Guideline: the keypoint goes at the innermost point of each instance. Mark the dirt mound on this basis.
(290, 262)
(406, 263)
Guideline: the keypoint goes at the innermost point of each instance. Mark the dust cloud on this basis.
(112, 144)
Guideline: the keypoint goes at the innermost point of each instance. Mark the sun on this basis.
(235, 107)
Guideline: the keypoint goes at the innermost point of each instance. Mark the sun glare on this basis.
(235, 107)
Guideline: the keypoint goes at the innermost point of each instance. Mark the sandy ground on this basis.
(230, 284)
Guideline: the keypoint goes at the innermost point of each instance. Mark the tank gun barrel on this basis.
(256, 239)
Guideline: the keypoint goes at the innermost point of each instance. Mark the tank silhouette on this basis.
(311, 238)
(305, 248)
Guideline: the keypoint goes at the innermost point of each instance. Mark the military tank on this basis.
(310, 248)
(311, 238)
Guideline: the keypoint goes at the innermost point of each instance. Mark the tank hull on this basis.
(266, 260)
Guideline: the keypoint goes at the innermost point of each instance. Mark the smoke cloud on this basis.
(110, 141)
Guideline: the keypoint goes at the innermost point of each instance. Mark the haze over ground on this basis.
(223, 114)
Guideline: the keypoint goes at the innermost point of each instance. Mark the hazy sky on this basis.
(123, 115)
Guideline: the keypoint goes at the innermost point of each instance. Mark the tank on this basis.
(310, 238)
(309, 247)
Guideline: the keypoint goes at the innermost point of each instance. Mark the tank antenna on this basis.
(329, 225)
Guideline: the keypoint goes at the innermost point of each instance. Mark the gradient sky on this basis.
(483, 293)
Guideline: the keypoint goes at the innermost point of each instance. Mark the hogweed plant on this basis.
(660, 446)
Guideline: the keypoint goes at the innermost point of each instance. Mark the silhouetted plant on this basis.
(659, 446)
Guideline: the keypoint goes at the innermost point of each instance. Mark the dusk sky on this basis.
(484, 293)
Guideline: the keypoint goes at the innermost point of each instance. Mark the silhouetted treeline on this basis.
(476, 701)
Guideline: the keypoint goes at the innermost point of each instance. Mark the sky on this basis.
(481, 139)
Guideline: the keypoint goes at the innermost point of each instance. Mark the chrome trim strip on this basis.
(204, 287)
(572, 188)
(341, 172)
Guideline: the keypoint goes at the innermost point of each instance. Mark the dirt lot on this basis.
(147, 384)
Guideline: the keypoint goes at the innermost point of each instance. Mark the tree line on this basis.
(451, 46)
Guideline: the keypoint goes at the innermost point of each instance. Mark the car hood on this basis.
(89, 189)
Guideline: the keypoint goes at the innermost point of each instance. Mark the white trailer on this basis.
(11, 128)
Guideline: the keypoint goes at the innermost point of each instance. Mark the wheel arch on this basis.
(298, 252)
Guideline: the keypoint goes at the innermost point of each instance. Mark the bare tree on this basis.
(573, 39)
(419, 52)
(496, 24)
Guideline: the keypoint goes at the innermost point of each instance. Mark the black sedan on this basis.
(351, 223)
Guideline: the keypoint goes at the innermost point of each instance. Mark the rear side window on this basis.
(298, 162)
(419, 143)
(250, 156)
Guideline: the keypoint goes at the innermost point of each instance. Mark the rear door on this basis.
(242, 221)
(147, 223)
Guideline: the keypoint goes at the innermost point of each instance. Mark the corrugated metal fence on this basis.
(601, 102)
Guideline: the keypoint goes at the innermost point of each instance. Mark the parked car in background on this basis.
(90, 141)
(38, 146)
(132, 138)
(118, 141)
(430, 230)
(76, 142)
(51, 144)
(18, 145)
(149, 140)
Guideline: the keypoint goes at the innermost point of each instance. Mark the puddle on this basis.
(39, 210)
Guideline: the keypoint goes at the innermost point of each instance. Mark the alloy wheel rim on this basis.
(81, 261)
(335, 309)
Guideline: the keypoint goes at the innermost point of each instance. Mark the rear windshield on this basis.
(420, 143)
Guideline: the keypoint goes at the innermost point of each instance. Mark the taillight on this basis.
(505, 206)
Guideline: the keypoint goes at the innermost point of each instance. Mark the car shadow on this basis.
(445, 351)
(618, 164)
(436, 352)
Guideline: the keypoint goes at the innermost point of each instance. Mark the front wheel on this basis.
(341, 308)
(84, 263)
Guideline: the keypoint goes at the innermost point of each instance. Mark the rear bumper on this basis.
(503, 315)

========================================

• Work to complete
Exactly as written, please output every entry.

• Finished task
Guideline: the keypoint goes at the innermost point of each instance. Mark the dirt mound on this basis.
(290, 262)
(406, 263)
Guideline: the keypoint goes at the innermost point of each instance. Mark the dust cloud on this basis.
(112, 144)
Guideline: the keypoint goes at the innermost point of each instance. Mark the sun on this basis.
(235, 107)
Guideline: the keypoint goes at the innermost point of each instance. Mark the sun glare on this basis.
(235, 107)
Guideline: the keypoint goes at the innermost point of each instance. Mark the sandy ground on this basis.
(230, 284)
Guideline: the keypoint goes at the innermost point of each instance. Mark the tank gun barrel on this basis.
(256, 239)
Guideline: the keypoint goes at the innermost point of each instance. Mark the tank silhouette on this basis.
(311, 238)
(305, 248)
Guideline: the keypoint goes at the innermost point of each instance. Mark the military tank on this basis.
(310, 248)
(311, 238)
Guideline: the keypoint goes at the innermost point of each instance. Mark the tank hull on this basis.
(266, 260)
Guideline: the keypoint goes at the innermost point of each instance. Mark the smoke cloud on this basis.
(110, 141)
Guideline: the keypoint goes at the innermost point of each instance. Mark the haze over ground on this basis.
(223, 114)
Guideline: the keypoint goes at the innermost point of each instance. Mark the hazy sky on this basis.
(123, 115)
Guideline: the keypoint goes at the innermost point of each instance. Mark the tank on this basis.
(310, 238)
(309, 247)
Guideline: the keypoint goes at the innermost point of each instance. Mark the tank antenna on this basis.
(329, 225)
Guideline: the keypoint goes at the innermost point of each instance. Mark the gradient sky on this basis.
(483, 293)
Guideline: the keypoint goes at the innermost point of each instance. Mark the hogweed plant on this basis.
(660, 446)
Guideline: the keypoint goes at the innermost point of each instance. Mark the silhouetted plant on this basis.
(659, 446)
Guideline: the keypoint goes at the innermost point of each instance. Mark the dusk sky on this basis.
(484, 293)
Guideline: the keypoint goes at the innermost point of each instance. Mark the silhouetted treeline on this basis.
(476, 701)
Guideline: the keypoint goes at the innermost point of each instance. Mark the sky on this basis.
(481, 139)
Guideline: the keypoint goes at the innermost point of each instance. Mark the chrome trim strip on this basis.
(204, 287)
(572, 188)
(341, 172)
Guideline: the keypoint goes at the innermost point of each instance. Mark the dirt lot on this basis.
(147, 384)
Guideline: the keypoint goes at the innermost point of each instance. Mark the tree line on this basis.
(451, 46)
Guideline: the keypoint goes at the innermost point of each instance. Mark the car hood on this basis.
(89, 189)
Guideline: the keypoint goes at the innermost point of each instance. Mark the white trailer on this basis.
(11, 128)
Guideline: the keypoint goes at the innermost point of each instance. Mark the wheel arch on this basis.
(298, 252)
Guideline: the keypoint goes at the innermost point of each instance. Mark the bare tree on this basis.
(573, 39)
(419, 52)
(496, 24)
Guideline: the keypoint goes at the innermost point of each instance. Mark the black sedan on this basis.
(351, 223)
Guideline: the keypoint goes at the innermost point of each instance. Mark the rear side window on this basis.
(298, 162)
(419, 143)
(250, 156)
Guideline: the keypoint goes at the innermost point of each instance. Mark the rear door on this basis.
(242, 221)
(147, 223)
Guideline: the keypoint goes at the innermost point of each instance. Mark the corrugated metal fence on this basis.
(601, 102)
Guideline: the keypoint goes at the innermost point of each instance. Mark the parked car in background on this basis.
(90, 141)
(38, 146)
(132, 138)
(118, 141)
(430, 230)
(76, 142)
(51, 144)
(18, 145)
(149, 140)
Guideline: the keypoint goes at the innermost point of each instance. Mark the puddle on this basis.
(39, 210)
Guideline: the keypoint goes at the innermost point of each instance. Mark the alloy wheel rim on this basis.
(81, 261)
(335, 309)
Guideline: the keypoint goes at the innermost point of each instance. Mark the rear windshield on this basis.
(420, 143)
Guideline: the keypoint goes at the innermost point of each instance. Mark the taillight on this basis.
(505, 206)
Guideline: the keypoint goes at the innermost point of each instance. Mark the car shadow on this basis.
(445, 351)
(618, 164)
(436, 352)
Guideline: the keypoint goes at the innermost point of each instance. Mark the front wheel on this basis.
(341, 308)
(84, 263)
Guideline: the keypoint goes at the innermost point of each instance. Mark the rear bumper on this basis.
(503, 315)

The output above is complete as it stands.